> [Extrait choisi]:
**********

Bientôt aussi un enseignement oral s’ouvrit dans une salle, rue Taranne, et M. Bazard y poursuivit, dans une longue suite de conférences, l’Exposition complète de la foi saint-simonienne. Alors les initiations allèrent chaque jour en augmentant ; l’école se recruta surtout parmi les hommes qui se paient le moins de rêveries, parmi les élèves de l’École Polytechnique, ce sanctuaire des sciences positives. C’est à cette date qu’il faut rapporter les affiliations de MM. Carnot, Michel Chevalier, Fournel, Dugied, Barrault, Charles Duveyrier, Talabot, et quelques autres qui, avec MM. Bazard, Enfantin et Rodrigues, premier trinôme saint-simonien, composèrent le noyau de philosophes et de prêtres qui devaient plus tard constituer ce que l’on nomma le grand collége.

**********

> [Données extraites]:
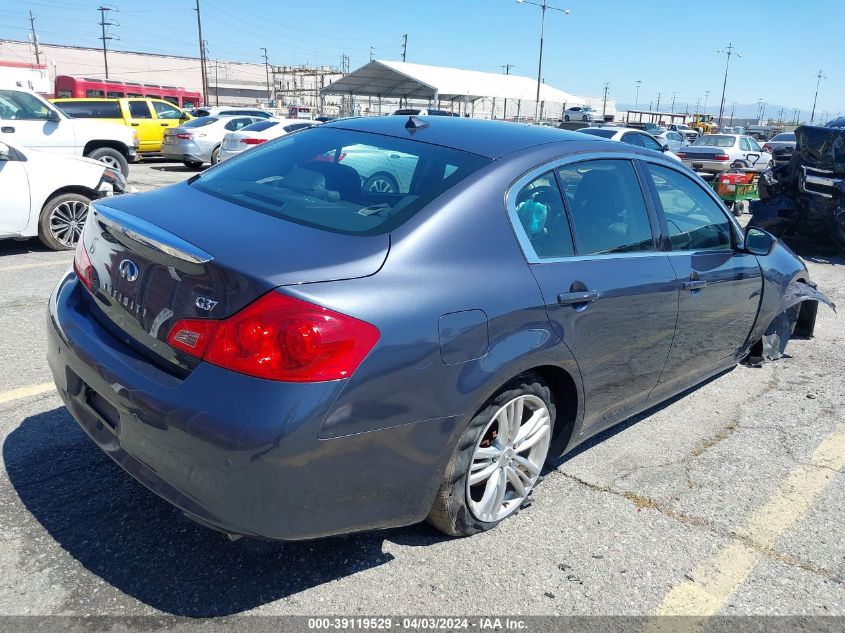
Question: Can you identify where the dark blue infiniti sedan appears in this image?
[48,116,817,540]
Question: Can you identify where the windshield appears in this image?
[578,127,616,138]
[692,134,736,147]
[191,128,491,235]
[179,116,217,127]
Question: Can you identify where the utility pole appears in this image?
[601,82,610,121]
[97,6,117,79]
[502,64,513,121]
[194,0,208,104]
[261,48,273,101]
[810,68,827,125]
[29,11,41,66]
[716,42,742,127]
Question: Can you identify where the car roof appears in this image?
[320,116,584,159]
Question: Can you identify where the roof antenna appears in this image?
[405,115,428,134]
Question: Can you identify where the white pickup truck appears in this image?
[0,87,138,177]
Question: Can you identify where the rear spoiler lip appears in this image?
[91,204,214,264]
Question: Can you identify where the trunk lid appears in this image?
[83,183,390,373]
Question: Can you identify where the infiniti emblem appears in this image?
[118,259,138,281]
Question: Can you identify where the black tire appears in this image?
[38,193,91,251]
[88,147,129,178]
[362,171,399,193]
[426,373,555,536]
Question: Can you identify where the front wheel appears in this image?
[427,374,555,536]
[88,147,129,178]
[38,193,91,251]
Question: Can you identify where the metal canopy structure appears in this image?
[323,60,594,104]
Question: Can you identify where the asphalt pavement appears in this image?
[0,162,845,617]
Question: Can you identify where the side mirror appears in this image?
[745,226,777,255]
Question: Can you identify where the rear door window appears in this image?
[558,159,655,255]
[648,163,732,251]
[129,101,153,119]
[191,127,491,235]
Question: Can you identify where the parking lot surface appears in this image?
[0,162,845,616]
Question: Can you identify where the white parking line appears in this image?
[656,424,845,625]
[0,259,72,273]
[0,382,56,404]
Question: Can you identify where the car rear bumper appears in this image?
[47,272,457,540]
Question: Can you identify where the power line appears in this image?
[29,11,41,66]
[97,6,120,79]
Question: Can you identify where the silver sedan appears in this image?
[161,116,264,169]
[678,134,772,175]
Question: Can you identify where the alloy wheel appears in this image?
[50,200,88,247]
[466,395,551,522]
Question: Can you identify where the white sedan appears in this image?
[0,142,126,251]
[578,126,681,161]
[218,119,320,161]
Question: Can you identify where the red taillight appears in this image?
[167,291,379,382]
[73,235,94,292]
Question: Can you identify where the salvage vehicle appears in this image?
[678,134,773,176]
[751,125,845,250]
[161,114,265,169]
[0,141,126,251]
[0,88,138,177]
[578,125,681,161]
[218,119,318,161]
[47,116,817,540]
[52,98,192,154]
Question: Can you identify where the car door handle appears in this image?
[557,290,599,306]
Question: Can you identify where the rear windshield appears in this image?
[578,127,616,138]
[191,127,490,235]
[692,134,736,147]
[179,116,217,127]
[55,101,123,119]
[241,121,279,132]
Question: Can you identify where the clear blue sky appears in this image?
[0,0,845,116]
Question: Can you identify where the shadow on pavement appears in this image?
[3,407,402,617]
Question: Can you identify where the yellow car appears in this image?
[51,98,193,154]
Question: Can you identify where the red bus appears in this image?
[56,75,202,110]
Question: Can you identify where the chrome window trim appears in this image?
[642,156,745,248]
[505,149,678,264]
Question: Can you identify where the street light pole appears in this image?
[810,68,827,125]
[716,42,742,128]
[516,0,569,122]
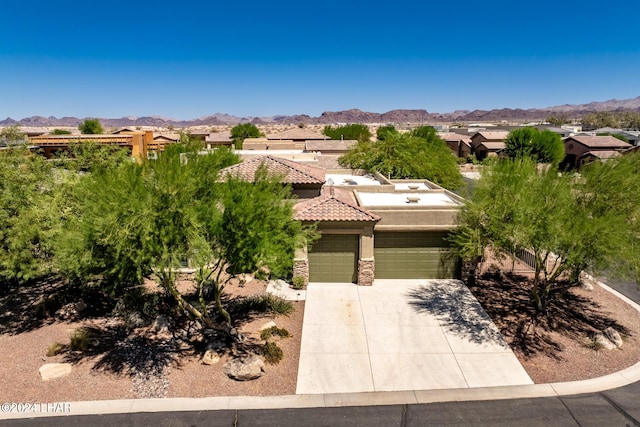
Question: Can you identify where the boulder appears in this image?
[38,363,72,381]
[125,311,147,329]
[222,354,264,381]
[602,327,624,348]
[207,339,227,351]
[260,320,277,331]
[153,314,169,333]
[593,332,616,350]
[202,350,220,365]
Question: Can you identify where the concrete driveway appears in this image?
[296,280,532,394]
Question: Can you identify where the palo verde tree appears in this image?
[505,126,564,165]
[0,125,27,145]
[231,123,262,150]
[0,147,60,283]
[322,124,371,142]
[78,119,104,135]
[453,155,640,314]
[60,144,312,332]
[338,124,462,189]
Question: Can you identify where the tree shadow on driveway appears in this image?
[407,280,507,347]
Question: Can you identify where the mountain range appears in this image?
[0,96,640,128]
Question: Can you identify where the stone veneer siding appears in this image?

**********

> [Consigne]:
D'après l'extrait choisi, quels hommes formaient le premier trinôme saint-simonien ?

> [Résultat final]:
MM. Bazard, Enfantin et Rodrigues.